### Data for this exercise ###
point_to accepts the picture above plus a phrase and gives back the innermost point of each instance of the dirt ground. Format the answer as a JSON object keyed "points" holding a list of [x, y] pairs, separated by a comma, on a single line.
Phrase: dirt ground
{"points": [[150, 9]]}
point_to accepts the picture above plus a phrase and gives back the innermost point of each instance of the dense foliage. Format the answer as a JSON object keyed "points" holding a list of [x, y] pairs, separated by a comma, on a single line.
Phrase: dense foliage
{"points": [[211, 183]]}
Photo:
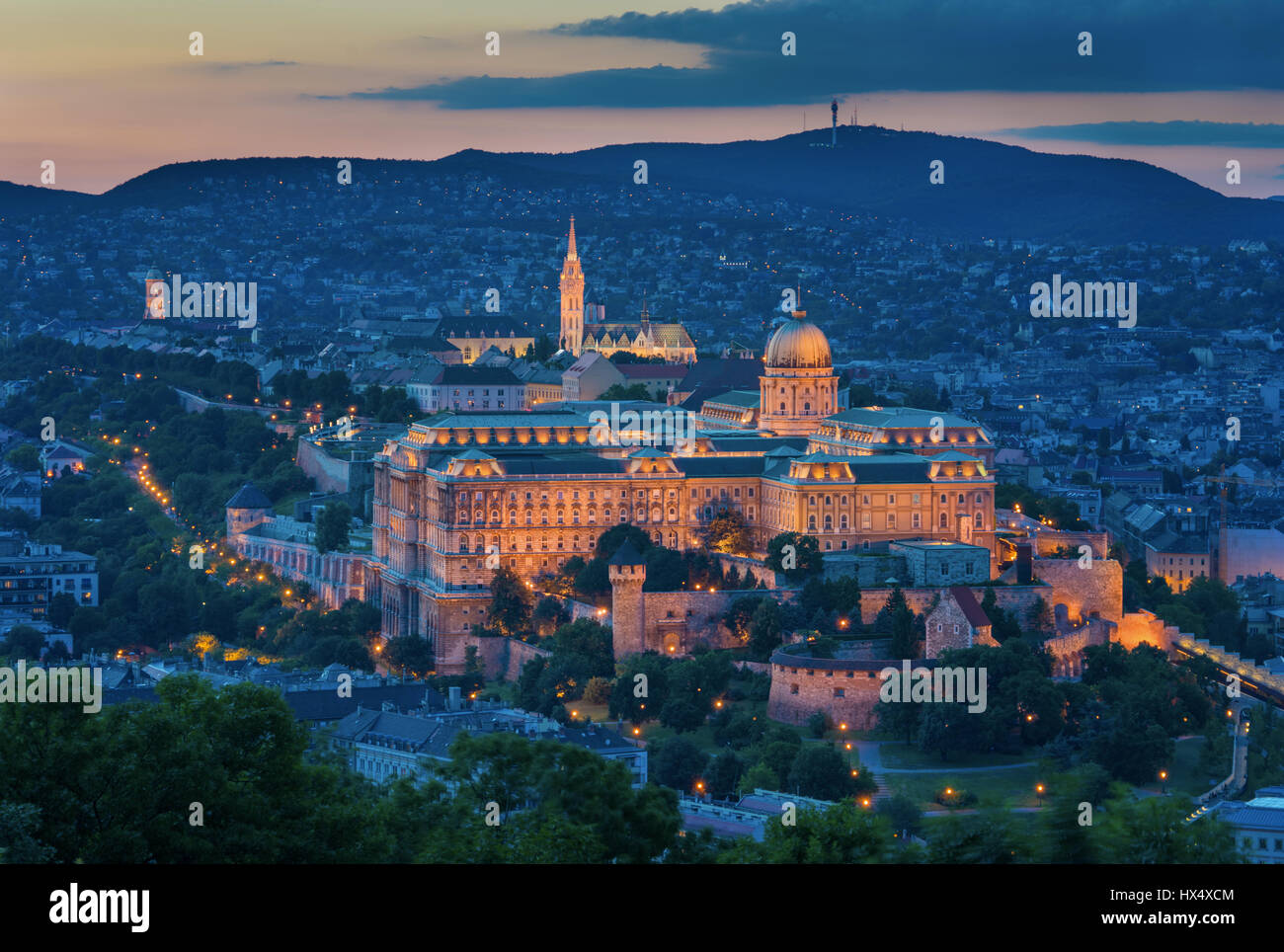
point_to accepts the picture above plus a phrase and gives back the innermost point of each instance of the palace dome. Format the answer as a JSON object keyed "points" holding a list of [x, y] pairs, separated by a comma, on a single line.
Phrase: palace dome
{"points": [[799, 344]]}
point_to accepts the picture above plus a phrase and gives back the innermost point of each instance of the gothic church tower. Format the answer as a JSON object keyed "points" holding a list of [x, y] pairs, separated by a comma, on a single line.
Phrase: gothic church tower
{"points": [[572, 298]]}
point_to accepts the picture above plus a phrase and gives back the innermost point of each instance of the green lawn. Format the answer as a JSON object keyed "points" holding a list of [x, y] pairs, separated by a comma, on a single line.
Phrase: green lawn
{"points": [[1001, 788], [1184, 774]]}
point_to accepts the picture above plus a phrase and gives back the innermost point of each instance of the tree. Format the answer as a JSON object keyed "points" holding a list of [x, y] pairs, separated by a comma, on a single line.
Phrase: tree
{"points": [[682, 715], [332, 527], [679, 762], [728, 532], [724, 774], [641, 689], [822, 772], [24, 458], [550, 613], [739, 614], [589, 640], [18, 843], [842, 834], [758, 777], [510, 603], [764, 629], [410, 653]]}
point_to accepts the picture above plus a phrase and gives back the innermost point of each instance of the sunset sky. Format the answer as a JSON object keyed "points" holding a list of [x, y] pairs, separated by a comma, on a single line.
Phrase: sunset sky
{"points": [[108, 90]]}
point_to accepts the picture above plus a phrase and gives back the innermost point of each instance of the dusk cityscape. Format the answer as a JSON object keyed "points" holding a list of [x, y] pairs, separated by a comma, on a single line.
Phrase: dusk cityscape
{"points": [[782, 433]]}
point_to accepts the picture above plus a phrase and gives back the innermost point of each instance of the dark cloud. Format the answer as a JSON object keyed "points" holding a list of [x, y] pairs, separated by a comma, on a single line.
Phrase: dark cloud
{"points": [[1237, 135], [920, 45]]}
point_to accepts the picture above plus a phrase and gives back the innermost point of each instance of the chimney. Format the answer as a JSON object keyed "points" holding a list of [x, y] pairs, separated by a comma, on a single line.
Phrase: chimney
{"points": [[1025, 563]]}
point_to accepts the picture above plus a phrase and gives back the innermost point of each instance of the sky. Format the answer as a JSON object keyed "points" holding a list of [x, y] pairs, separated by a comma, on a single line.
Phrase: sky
{"points": [[111, 90]]}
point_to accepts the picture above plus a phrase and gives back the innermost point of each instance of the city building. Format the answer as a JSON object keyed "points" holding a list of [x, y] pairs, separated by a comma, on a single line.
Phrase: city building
{"points": [[385, 745], [641, 338], [1258, 826], [31, 574], [462, 493]]}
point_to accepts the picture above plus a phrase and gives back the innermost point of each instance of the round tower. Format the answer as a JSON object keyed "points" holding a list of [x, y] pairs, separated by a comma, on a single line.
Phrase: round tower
{"points": [[628, 605]]}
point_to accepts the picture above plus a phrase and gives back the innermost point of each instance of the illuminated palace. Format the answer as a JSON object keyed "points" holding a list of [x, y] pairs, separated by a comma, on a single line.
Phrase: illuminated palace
{"points": [[533, 489], [641, 338]]}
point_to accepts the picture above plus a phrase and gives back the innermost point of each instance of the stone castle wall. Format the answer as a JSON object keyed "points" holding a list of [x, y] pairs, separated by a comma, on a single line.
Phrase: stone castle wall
{"points": [[1098, 588], [800, 686], [502, 659], [673, 622], [1047, 543], [1010, 598]]}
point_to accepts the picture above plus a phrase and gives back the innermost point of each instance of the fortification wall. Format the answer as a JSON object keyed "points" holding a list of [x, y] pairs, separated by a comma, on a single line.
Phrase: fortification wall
{"points": [[1099, 588], [502, 659], [1010, 598], [847, 691], [332, 474], [673, 622], [1144, 627], [1047, 543]]}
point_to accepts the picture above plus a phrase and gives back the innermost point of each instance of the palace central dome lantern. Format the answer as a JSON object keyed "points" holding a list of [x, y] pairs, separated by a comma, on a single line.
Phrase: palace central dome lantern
{"points": [[797, 386]]}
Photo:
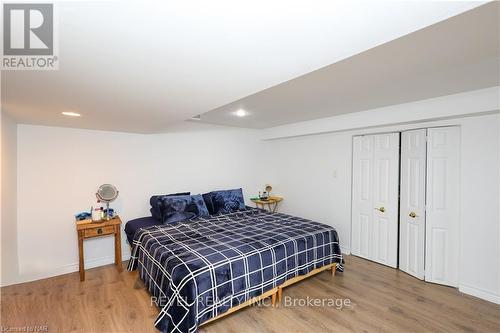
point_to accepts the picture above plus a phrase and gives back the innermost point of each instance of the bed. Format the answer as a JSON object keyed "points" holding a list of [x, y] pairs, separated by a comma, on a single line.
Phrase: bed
{"points": [[200, 269], [135, 225]]}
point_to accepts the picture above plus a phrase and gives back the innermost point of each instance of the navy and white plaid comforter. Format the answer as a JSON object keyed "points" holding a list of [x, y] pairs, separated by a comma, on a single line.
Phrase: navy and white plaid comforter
{"points": [[200, 268]]}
###
Above are the records; copy exactly the lines from the one with "Phrase: city building" through the one with "of the navy", including both, and nothing more. Leave out pictures.

## Result of this exercise
Phrase: city building
{"points": [[385, 745], [641, 338], [1258, 826], [31, 574], [462, 493]]}
point_to accepts the picture above plus a phrase and gives back the innermost point of each instance of the round tower. Format the answer as a JSON object keyed "points" holding a list of [x, y] pairs, separated by a comma, on a single line.
Phrase: round tower
{"points": [[628, 605]]}
point_to accepts the picture above plus a phrase and gives back the innermost point of each instance of the illuminated palace. Format the answer as a JSON object keyed "points" holding a list of [x, y] pairs, separated by a comma, on a single line.
Phrase: illuminated palace
{"points": [[533, 489], [641, 338]]}
point_to accepts the picture above plus a phrase and gives back the innermost point of each instance of the stone castle wall. Format the answer as a JSON object keyed "points" holding a list of [x, y] pairs, separated by a comma, on a single line.
Phrase: stone castle wall
{"points": [[1098, 588], [800, 686], [502, 659], [673, 622], [1047, 543], [1010, 598]]}
point_to accepts the picture above plus a phrase and gives back the innermost point of each instance of the fortification wall. Format the answer as a JSON object keyed "points" holding a list of [x, y] pairs, separated by a comma, on a single line.
Phrase: fortification wall
{"points": [[1099, 588], [502, 659], [1010, 598], [847, 691], [332, 474], [673, 622], [1144, 627], [1047, 543]]}
point_to accepts the picture above plus a phrase and gives back the innermost point of each instance of the palace central dome lantern. Format the answer as a JSON object keyed "points" holding a list of [x, y] pairs, separated by a comma, on a single line.
Phrase: palace central dome lantern
{"points": [[797, 386]]}
Photo:
point_to accepts the picture above plus a phrase and gives back the innermost point of each instance of the bed. Format the answer as a JSON object keyed "points" holding a list of [x, y] pairs, separated by a comma, on a single line.
Phrase: bed
{"points": [[200, 269], [135, 225]]}
point_to accepts the picture above plus a phrase and gives back the innermost point of each instance of the navy and white plaid comforter. Format the answer as a JSON object keyed "points" holding a list of [x, y] pairs, separated by a comma, on a single line.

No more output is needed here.